* Text shown:
▼
You cannot guarantee that a nation-state that applies these principles will never be crushed. But you can be certain that such a nation will rise again. [1986

  Lecture to the annual conference of the Scottish National Party.

  Scottish Contradictions

  ‘There is a storm coming that shall try your foundation. Scotland must be rid of Scotland before the delivery come’.

  James Renwick, on the scaffold in 1668.

  I would argue that there remains one, and only one contradiction in Scottish society which is fundamental. This is the old contradiction between self-assertion, and self-distrust.

  It would of course be easy to propose many other contradictions. We live in a rich country and yet are poor; we appear to have the means for self-sufficiency, in terms of resources and land, and yet are economically dependent. We consider the further diffusion of political authority, within Scotland as within Britain, as an almost unquestionable good, however we interpret the content of the word ‘devolution’, and yet Scotland is a country regionalised, fragmented and divided by geography and tradition to a degree which I find frightening enough already.

  But I believe that many Scottish contradictions can be discussed within the broad self-assertion/self-distrust paradox. Take for example the mystery of a people almost extravagantly devoted to the events of its own past, and at the same time so amazingly indifferent to preserving the monuments of that past. When Glasgow destroys a mediaeval university to build a goods yard, or when Edinburgh University blows its monstrous and still expanding crater of devastation in the midst of the seventeenth- and eighteenth-century buildings of the South Side, we would appear to be confronting a society which prefers its past good and dead and even dematerialised into myth. The antiquarianism of Walter Scott, who would certainly have fought against both acts of official vandalism, was none the less of this nature. Scottish history was only safe for the historian or novelist to approach and touch when it was certain that the beast’s limbs, the Cameronian tradition for example, had finally lost the power of movement. Only then could an Old Mortality be written, even-handedly sanctifying the brave men on either side at Bothwell Brig. Live Scottish history was to be feared. People might act upon it, imperilling the stable order of the present. The battlefield must be tastefully landscaped, a place for peaceful self-congratulation without partisanship except that of the most harmless and sentimental kind. Self-assertion, and self-distrust.
▲
* Required tasks:
1. Answer these about the lecture on Scottish contradictions:
(a) Who spoke the words quoted at the head of the lecture, and in what year?
(b) What does the speaker call the one fundamental contradiction in Scottish society?
(c) What did Glasgow destroy in order to build a goods yard?
2. Please copy the stretch of the lecture from "It would of" through "frightening enough already.".
You can leave the records aside.

Dataset entries
▼
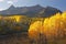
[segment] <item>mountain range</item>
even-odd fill
[[[14,7],[11,6],[9,9],[0,11],[1,15],[13,15],[13,14],[21,14],[26,16],[51,16],[55,13],[62,13],[61,10],[53,8],[53,7],[42,7],[40,4],[32,6],[32,7]]]

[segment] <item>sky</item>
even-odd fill
[[[0,0],[0,11],[8,9],[11,4],[14,7],[50,6],[61,11],[66,11],[66,0]]]

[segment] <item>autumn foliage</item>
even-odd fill
[[[44,21],[36,21],[30,25],[29,36],[31,38],[40,38],[40,34],[48,37],[66,36],[66,12],[56,13]]]

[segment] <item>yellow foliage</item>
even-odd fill
[[[42,23],[42,24],[40,24]],[[47,37],[52,36],[61,36],[63,37],[64,34],[66,35],[66,12],[56,13],[55,15],[51,18],[46,18],[44,22],[34,22],[33,24],[30,25],[29,29],[29,35],[32,33],[37,33],[40,34],[42,31],[43,34],[46,34]],[[36,31],[36,32],[35,32]],[[30,33],[31,32],[31,33]],[[32,37],[33,33],[30,35]],[[36,35],[37,36],[37,35]]]

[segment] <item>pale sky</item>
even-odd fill
[[[43,7],[54,7],[66,11],[66,0],[0,0],[0,11],[8,9],[11,4],[14,7],[31,7],[41,4]]]

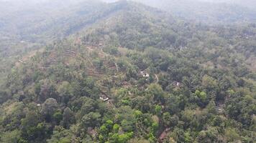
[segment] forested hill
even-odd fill
[[[250,0],[133,0],[175,16],[207,24],[255,22],[255,2]]]
[[[0,88],[0,142],[256,139],[255,24],[99,4],[97,20],[15,63]]]

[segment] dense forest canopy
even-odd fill
[[[253,143],[255,10],[150,1],[1,0],[0,142]]]

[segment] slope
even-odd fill
[[[12,69],[0,92],[1,142],[255,140],[255,72],[244,63],[254,25],[183,22],[125,1],[107,7]]]

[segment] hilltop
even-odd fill
[[[0,142],[255,140],[255,24],[98,4],[14,62],[0,88]]]

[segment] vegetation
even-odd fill
[[[12,66],[0,142],[256,140],[255,24],[186,22],[126,1],[106,9]]]

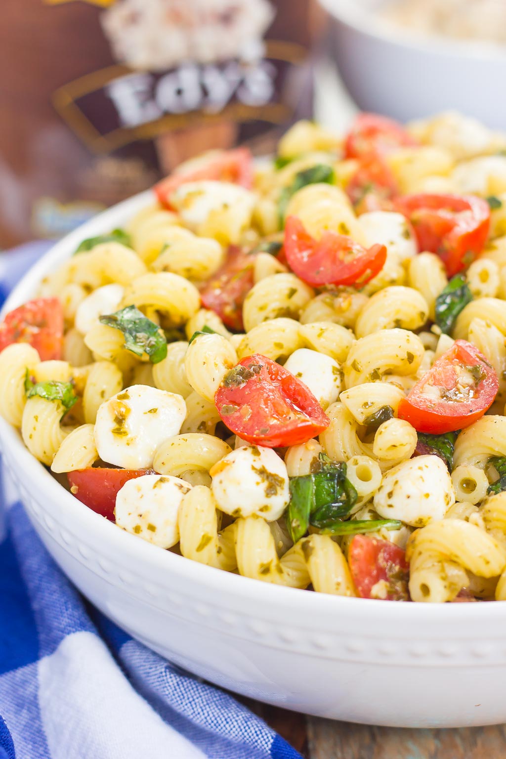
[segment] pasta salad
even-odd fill
[[[317,592],[506,600],[506,140],[458,114],[181,165],[0,325],[87,507]]]

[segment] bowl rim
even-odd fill
[[[376,39],[407,48],[410,51],[436,55],[441,58],[465,58],[506,63],[506,45],[479,39],[455,39],[442,35],[423,34],[408,27],[389,24],[374,15],[357,0],[319,0],[335,19]]]
[[[6,312],[33,298],[36,285],[44,276],[53,270],[55,266],[70,257],[82,240],[121,226],[137,211],[153,203],[155,200],[152,191],[145,191],[103,211],[57,242],[18,282],[0,310],[0,318]],[[466,620],[475,622],[478,619],[480,622],[483,619],[498,622],[502,619],[506,622],[504,602],[479,603],[478,606],[480,612],[476,615],[472,610],[476,608],[474,604],[385,603],[376,599],[347,598],[307,592],[306,590],[301,592],[298,588],[262,583],[202,565],[140,540],[124,530],[118,529],[112,522],[92,511],[74,498],[52,476],[25,447],[20,433],[2,417],[0,443],[2,446],[8,446],[8,458],[11,461],[13,459],[15,461],[17,468],[20,472],[30,472],[29,483],[34,492],[43,493],[45,499],[50,499],[62,510],[71,514],[73,521],[82,525],[86,532],[100,532],[101,537],[108,540],[112,548],[128,558],[131,557],[134,562],[140,560],[146,565],[150,565],[155,572],[155,577],[157,569],[163,572],[171,572],[174,576],[179,575],[203,587],[212,587],[215,590],[219,587],[220,591],[226,593],[230,597],[240,597],[244,600],[247,597],[249,602],[258,603],[259,606],[256,608],[263,607],[264,611],[269,605],[291,611],[297,608],[301,619],[311,619],[312,613],[317,613],[319,615],[325,613],[332,620],[333,618],[341,617],[341,613],[345,611],[346,615],[357,623],[360,620],[370,622],[379,615],[379,619],[381,617],[383,621],[399,624],[409,623],[410,621],[415,623],[423,619],[433,624],[435,628],[442,622],[451,622],[452,626],[455,624],[457,630],[461,629],[461,623]],[[26,474],[24,476],[26,477]],[[20,499],[23,501],[22,498]],[[64,524],[60,526],[66,527]],[[451,610],[448,607],[451,607]],[[392,633],[392,637],[394,637],[394,629]]]

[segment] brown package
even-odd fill
[[[310,116],[311,0],[5,0],[0,248]]]

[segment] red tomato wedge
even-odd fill
[[[409,219],[420,251],[437,253],[449,277],[479,255],[489,235],[490,207],[474,195],[406,195],[395,201]]]
[[[371,153],[391,153],[418,143],[402,124],[377,113],[360,113],[344,142],[345,158],[360,158]]]
[[[348,551],[350,572],[359,596],[388,601],[409,601],[406,554],[388,540],[355,535]]]
[[[159,202],[171,209],[171,196],[181,184],[203,180],[234,182],[250,189],[253,184],[253,161],[247,147],[234,150],[223,150],[212,153],[209,160],[198,168],[188,168],[177,170],[155,185],[155,192]]]
[[[225,374],[215,404],[229,430],[267,448],[306,442],[330,424],[303,383],[258,353]]]
[[[231,246],[223,266],[203,285],[200,298],[206,308],[214,311],[231,329],[242,332],[243,304],[253,286],[255,254]]]
[[[29,342],[41,361],[61,357],[63,310],[57,298],[38,298],[10,311],[0,324],[0,351],[13,342]]]
[[[385,161],[376,155],[364,156],[346,187],[357,213],[393,209],[391,199],[399,190]]]
[[[385,245],[366,249],[345,235],[332,230],[315,240],[297,216],[284,225],[284,251],[288,266],[309,285],[347,285],[360,288],[383,268]]]
[[[89,467],[68,472],[67,479],[76,498],[93,512],[115,521],[116,496],[125,482],[143,474],[152,474],[148,469],[106,469]]]
[[[498,387],[495,370],[478,348],[456,340],[401,398],[398,417],[418,432],[454,432],[483,416]]]

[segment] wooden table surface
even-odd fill
[[[506,759],[506,726],[410,730],[332,722],[247,701],[305,759]]]

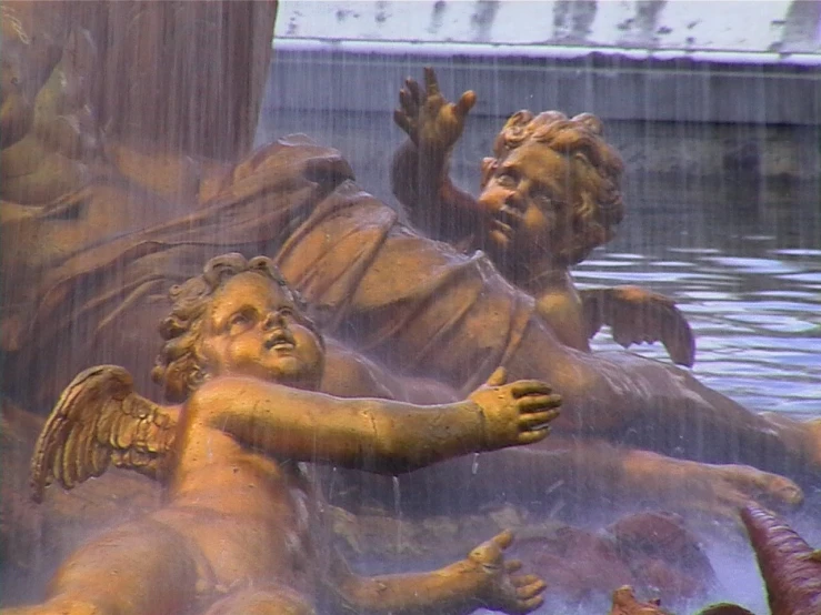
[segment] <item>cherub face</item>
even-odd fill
▲
* Responses for each task:
1.
(a) James Renwick, on the scaffold in 1668.
(b) The contradiction between self-assertion and self-distrust.
(c) A mediaeval university.

2.
It would of course be easy to propose many other contradictions. We live in a rich country and yet are poor; we appear to have the means for self-sufficiency, in terms of resources and land, and yet are economically dependent. We consider the further diffusion of political authority, within Scotland as within Britain, as an almost unquestionable good, however we interpret the content of the word ‘devolution’, and yet Scotland is a country regionalised, fragmented and divided by geography and tradition to a degree which I find frightening enough already.